**Records supplied**
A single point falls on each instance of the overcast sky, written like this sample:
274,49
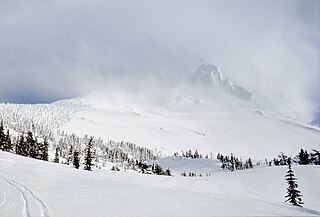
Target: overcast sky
56,49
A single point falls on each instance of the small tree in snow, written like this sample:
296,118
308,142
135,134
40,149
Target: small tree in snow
56,156
2,137
76,159
293,194
88,158
44,150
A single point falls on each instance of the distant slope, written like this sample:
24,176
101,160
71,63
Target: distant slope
181,119
38,188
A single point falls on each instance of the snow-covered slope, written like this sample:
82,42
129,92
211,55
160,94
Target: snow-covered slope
181,119
31,187
209,114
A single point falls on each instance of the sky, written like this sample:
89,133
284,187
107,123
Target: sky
58,49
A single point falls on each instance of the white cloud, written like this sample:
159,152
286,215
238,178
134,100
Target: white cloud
271,47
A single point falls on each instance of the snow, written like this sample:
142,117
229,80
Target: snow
31,187
216,124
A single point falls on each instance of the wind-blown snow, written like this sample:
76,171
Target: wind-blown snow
31,187
182,120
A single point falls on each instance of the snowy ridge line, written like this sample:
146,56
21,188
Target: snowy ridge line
4,199
44,207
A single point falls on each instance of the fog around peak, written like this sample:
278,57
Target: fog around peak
59,49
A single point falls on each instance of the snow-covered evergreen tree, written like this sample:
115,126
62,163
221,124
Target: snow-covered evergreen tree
2,136
303,157
76,159
32,145
293,194
88,155
7,145
56,156
44,150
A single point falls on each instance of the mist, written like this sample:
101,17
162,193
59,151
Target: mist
51,50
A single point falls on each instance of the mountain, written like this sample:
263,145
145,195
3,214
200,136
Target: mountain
210,75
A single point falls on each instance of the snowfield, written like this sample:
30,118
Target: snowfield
31,188
179,120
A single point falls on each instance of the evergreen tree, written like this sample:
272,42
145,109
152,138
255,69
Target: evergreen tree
76,159
44,150
2,137
7,145
293,194
70,155
56,156
22,148
303,157
315,157
32,145
88,158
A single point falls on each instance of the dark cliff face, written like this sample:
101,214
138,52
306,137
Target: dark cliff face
210,75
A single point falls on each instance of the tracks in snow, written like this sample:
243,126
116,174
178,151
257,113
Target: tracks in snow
29,198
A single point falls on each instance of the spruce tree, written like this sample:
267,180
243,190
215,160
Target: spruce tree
2,137
32,145
315,157
7,145
303,157
76,159
56,156
88,157
44,150
70,155
293,194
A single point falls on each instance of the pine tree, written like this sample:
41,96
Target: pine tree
293,194
303,157
88,158
44,150
76,159
315,157
8,145
20,145
2,136
56,156
70,155
32,145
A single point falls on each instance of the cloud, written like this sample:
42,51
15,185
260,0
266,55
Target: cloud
58,49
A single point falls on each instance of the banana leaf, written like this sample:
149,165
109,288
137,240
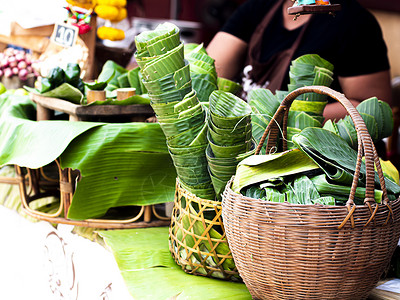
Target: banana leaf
183,124
164,45
259,168
263,103
175,80
331,126
175,95
121,172
123,80
325,187
64,91
120,164
244,127
164,64
347,131
149,37
228,105
203,86
152,259
136,99
194,56
309,106
390,170
188,102
382,115
372,125
228,85
186,137
27,143
221,161
229,151
135,81
387,117
335,157
230,139
195,159
111,67
301,120
313,59
204,190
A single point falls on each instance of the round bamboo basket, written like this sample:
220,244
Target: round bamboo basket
193,241
288,251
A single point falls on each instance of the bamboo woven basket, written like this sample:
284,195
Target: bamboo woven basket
288,251
185,242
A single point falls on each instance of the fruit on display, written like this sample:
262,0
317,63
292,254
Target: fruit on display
14,62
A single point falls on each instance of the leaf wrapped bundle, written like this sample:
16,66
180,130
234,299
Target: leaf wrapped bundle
229,136
320,171
202,70
167,79
377,116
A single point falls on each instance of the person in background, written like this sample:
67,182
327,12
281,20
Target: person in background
258,42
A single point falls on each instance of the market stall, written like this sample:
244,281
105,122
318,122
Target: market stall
160,182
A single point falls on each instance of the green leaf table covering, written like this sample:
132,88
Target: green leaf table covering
150,272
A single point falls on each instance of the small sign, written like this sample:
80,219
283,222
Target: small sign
64,34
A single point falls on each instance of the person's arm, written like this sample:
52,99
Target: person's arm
359,88
229,53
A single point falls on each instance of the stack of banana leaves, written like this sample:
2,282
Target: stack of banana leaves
306,110
121,165
377,116
320,170
202,71
67,84
166,76
229,137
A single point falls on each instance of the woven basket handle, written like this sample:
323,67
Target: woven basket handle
365,145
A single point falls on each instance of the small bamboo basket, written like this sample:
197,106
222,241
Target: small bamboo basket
187,241
289,251
35,184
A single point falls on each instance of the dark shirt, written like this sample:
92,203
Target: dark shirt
351,40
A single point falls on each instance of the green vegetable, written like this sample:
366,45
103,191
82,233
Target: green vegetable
100,85
45,85
72,74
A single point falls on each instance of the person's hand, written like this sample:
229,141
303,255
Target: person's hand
359,88
228,52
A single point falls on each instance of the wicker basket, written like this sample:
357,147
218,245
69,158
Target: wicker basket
198,250
288,251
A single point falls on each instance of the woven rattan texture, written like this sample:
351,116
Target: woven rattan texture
187,240
287,251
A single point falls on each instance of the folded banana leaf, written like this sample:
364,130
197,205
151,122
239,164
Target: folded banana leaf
27,143
149,37
121,164
111,67
135,81
163,64
136,99
64,91
228,85
259,168
324,186
335,157
152,259
175,80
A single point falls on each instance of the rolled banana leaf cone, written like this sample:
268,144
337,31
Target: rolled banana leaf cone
228,85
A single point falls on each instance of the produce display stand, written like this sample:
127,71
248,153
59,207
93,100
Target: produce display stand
35,184
38,39
46,107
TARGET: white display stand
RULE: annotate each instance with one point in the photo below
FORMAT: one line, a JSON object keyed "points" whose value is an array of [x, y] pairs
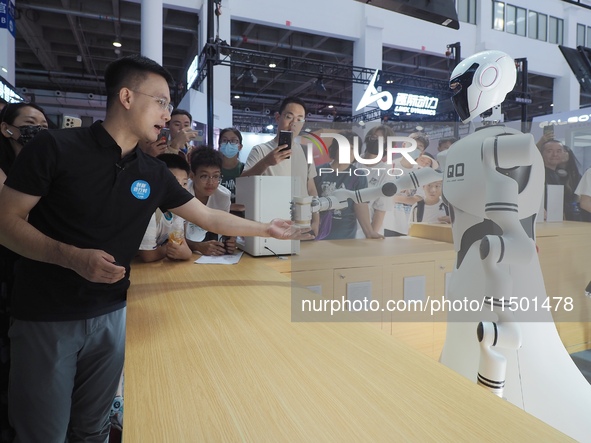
{"points": [[266, 198]]}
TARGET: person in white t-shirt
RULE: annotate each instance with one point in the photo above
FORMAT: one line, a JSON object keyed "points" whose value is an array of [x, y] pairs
{"points": [[583, 191], [377, 176], [431, 209], [164, 235], [270, 158], [206, 174]]}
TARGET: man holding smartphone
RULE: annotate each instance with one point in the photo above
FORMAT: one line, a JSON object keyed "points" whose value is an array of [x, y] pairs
{"points": [[275, 158]]}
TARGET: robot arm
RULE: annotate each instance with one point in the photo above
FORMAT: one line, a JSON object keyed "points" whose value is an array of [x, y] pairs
{"points": [[500, 156], [303, 207]]}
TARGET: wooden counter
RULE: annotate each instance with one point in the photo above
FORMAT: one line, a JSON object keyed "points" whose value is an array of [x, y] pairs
{"points": [[565, 257], [212, 356]]}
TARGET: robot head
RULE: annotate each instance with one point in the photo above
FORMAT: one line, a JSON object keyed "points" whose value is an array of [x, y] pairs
{"points": [[481, 82]]}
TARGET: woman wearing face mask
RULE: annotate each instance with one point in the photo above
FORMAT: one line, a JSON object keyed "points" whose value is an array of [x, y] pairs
{"points": [[230, 146], [19, 123]]}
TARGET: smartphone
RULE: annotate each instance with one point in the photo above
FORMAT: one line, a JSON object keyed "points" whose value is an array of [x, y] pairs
{"points": [[224, 239], [71, 122], [285, 139], [164, 133], [548, 129]]}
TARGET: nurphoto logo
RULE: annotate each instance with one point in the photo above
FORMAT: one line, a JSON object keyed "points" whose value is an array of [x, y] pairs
{"points": [[344, 155]]}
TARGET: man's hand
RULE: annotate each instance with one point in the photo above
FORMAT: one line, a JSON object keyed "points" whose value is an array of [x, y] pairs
{"points": [[285, 230], [211, 247], [230, 244], [96, 266]]}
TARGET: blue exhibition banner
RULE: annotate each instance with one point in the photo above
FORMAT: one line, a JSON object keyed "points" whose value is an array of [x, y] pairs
{"points": [[7, 16]]}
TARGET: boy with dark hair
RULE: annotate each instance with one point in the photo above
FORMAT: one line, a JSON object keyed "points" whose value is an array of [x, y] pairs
{"points": [[75, 207], [181, 133], [165, 235], [206, 174]]}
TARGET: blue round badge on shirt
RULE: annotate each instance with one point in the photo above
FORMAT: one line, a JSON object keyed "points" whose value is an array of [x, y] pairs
{"points": [[140, 189]]}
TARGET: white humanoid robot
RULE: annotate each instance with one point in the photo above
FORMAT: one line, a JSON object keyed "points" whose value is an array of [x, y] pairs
{"points": [[494, 183]]}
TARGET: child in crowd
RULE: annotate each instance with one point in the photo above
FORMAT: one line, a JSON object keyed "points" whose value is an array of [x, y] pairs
{"points": [[431, 209], [396, 222], [342, 223], [164, 236], [206, 175]]}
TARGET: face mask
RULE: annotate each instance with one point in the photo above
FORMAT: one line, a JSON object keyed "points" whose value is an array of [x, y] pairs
{"points": [[27, 133], [229, 150]]}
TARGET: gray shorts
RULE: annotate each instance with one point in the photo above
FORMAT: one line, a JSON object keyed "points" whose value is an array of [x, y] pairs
{"points": [[63, 378]]}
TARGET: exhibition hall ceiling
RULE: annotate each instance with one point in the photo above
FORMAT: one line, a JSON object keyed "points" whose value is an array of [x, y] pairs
{"points": [[65, 45]]}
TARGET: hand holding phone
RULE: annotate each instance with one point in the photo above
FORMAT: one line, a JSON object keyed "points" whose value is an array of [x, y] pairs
{"points": [[549, 131], [285, 139]]}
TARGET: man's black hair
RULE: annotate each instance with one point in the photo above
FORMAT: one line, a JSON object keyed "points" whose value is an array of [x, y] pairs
{"points": [[205, 156], [181, 112], [128, 72], [175, 161], [287, 100]]}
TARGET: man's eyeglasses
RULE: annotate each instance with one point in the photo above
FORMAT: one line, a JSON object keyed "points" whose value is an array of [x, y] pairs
{"points": [[214, 178], [232, 142], [164, 104]]}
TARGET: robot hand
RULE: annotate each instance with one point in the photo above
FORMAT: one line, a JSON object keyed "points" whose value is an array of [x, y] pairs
{"points": [[303, 207]]}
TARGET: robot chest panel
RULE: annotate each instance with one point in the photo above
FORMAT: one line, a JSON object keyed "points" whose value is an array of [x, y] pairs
{"points": [[463, 180]]}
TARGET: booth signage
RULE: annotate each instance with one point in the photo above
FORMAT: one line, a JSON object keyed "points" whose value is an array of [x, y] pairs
{"points": [[416, 104], [7, 16], [404, 103], [8, 94]]}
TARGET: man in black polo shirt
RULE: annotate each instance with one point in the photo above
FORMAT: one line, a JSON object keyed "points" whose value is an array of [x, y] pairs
{"points": [[76, 206]]}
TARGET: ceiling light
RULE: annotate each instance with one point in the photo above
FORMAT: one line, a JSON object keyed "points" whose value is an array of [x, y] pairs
{"points": [[253, 77], [320, 85], [248, 71]]}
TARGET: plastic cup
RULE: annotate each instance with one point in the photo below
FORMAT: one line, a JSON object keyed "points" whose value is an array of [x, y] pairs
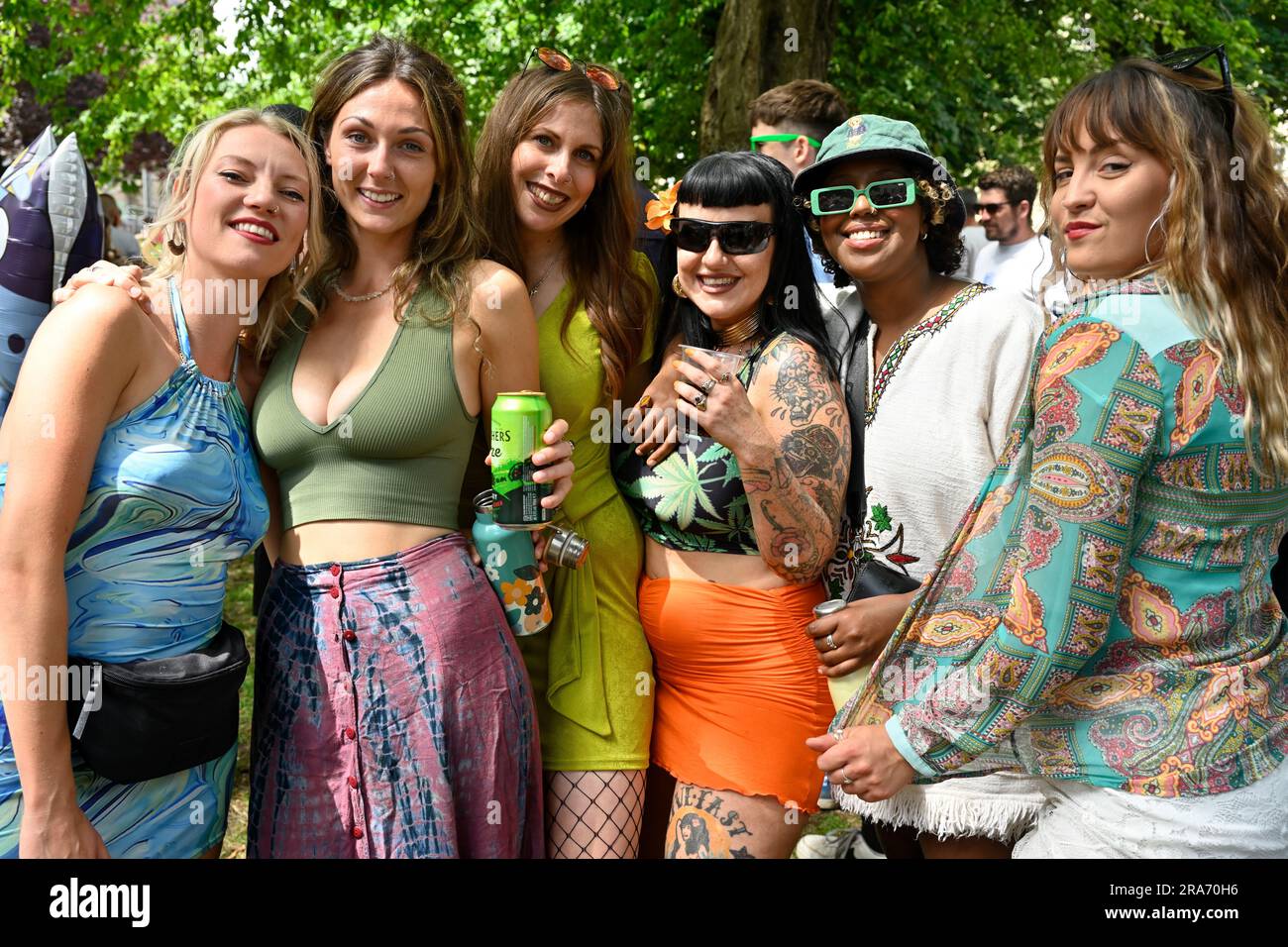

**Required work**
Please show the lines in the entries above that hold the string "ceiling".

**Exercise answer**
TARGET: exhibition hall ceiling
TARGET: ceiling light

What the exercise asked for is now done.